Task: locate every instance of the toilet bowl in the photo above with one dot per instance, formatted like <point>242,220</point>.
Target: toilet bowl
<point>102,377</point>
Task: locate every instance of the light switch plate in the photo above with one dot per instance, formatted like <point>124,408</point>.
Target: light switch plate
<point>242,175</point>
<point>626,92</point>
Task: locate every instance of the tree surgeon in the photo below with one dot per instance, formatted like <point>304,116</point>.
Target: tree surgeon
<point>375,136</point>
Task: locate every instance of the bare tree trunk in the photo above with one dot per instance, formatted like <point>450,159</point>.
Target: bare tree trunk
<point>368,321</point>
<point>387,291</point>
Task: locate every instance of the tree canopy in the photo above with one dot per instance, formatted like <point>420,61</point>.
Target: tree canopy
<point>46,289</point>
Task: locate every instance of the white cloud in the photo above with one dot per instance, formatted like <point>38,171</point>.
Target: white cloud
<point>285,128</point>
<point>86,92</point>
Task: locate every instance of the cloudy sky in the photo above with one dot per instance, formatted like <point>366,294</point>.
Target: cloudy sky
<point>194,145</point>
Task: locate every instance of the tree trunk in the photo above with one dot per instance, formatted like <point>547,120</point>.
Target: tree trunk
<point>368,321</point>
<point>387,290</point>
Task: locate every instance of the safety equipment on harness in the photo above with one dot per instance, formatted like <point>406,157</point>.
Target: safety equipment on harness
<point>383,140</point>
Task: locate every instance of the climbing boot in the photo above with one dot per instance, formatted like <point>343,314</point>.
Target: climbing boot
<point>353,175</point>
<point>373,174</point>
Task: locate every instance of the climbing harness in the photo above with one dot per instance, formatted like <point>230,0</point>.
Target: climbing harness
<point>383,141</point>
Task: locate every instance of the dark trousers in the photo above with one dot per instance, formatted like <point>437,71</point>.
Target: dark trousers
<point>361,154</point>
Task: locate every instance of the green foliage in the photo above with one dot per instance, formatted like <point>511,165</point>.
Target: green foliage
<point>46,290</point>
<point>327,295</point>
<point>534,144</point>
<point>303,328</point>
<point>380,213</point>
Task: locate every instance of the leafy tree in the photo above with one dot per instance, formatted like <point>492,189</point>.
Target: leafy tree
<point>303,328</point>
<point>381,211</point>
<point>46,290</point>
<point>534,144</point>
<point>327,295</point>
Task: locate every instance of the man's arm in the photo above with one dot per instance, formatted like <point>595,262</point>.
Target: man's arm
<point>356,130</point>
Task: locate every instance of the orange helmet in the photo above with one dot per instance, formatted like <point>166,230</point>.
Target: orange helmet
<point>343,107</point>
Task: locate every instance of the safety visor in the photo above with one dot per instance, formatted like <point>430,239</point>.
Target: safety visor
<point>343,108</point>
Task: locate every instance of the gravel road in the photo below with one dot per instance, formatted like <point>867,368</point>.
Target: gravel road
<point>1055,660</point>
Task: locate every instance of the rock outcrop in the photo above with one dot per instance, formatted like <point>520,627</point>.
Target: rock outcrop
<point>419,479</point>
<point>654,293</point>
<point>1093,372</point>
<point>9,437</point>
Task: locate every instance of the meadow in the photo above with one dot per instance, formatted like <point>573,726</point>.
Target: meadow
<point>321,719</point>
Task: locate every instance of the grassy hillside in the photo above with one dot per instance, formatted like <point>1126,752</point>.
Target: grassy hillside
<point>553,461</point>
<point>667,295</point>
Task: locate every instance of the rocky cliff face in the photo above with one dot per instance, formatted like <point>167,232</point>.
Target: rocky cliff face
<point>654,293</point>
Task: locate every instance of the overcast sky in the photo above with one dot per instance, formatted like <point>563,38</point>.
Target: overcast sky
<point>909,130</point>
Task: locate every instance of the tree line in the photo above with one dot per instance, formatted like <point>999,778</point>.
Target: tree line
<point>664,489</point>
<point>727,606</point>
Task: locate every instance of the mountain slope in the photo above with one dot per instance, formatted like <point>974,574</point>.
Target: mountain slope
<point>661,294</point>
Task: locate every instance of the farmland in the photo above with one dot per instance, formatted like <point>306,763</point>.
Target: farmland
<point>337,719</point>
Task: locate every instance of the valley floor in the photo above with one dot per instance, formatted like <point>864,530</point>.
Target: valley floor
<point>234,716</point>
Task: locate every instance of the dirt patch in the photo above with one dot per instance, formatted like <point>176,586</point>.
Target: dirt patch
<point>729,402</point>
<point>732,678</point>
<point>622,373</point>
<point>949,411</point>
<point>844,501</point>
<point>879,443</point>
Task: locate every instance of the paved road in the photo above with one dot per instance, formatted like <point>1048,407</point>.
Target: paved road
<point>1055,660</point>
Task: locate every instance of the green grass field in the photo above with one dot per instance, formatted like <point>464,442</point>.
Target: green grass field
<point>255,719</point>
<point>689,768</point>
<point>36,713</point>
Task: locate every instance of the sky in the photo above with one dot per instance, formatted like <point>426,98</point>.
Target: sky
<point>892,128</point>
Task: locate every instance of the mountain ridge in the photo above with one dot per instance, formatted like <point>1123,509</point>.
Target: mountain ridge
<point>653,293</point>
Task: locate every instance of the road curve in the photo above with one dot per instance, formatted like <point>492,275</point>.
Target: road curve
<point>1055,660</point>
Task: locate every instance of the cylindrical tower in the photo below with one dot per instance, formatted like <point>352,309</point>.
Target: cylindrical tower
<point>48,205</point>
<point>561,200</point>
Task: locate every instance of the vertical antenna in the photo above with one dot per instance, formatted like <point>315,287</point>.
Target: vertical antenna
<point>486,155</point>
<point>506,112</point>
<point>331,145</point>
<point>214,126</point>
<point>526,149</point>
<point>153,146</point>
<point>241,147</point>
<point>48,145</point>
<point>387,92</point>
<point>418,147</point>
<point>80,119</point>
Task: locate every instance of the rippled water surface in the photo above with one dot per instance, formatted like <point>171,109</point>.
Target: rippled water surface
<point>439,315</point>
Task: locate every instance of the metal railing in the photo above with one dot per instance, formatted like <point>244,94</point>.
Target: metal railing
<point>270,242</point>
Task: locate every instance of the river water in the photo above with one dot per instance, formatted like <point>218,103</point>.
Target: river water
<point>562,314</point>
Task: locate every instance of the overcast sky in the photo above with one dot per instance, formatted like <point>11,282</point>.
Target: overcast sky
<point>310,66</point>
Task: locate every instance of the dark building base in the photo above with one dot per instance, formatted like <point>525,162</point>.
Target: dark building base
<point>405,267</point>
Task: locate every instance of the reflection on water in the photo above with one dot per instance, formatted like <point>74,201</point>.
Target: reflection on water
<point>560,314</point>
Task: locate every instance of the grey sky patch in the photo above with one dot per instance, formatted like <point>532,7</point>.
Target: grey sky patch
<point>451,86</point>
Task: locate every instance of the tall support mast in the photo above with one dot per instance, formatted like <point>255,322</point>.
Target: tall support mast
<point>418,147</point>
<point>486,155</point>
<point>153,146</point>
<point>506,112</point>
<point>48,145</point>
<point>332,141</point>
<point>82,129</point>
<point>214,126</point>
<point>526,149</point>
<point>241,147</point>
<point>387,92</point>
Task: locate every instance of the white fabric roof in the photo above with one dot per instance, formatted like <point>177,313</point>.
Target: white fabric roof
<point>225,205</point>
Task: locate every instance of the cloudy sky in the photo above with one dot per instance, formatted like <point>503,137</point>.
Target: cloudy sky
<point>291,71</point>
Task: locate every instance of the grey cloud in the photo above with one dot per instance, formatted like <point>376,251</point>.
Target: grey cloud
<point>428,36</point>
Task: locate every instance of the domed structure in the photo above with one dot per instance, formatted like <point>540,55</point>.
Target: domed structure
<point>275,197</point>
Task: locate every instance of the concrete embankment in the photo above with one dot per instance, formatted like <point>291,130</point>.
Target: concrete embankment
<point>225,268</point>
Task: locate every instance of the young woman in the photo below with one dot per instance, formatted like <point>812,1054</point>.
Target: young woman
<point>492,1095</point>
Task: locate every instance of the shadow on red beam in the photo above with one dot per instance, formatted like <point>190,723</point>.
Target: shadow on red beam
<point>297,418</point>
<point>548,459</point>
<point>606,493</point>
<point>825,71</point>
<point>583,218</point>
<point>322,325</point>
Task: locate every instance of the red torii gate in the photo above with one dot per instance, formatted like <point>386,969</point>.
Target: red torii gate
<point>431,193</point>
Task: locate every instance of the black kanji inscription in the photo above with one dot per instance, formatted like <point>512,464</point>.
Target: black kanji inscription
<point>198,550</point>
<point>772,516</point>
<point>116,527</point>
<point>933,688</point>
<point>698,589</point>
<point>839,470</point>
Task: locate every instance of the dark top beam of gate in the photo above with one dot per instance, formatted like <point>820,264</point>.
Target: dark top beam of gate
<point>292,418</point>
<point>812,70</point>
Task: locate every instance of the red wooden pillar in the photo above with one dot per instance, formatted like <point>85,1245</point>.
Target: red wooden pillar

What you are asked to do: Reproduce the entries starting at the line containing "Task: locate every instance of the climbing boot" and ending at the line containing "<point>383,141</point>", both lines included. Leave the requests and their format samples unchanged, and multiply every point coordinate in the answers by 2, rounding to whole numbers with halves rounded up.

Correct output:
Task: locate every instance of the climbing boot in the photo above with one dot per instance, formatted like <point>343,314</point>.
Target: climbing boot
<point>706,350</point>
<point>746,348</point>
Task: locate every instance of the climbing harness in the photo above with one dot per instance, formatted like <point>230,0</point>.
Target: climbing harness
<point>766,282</point>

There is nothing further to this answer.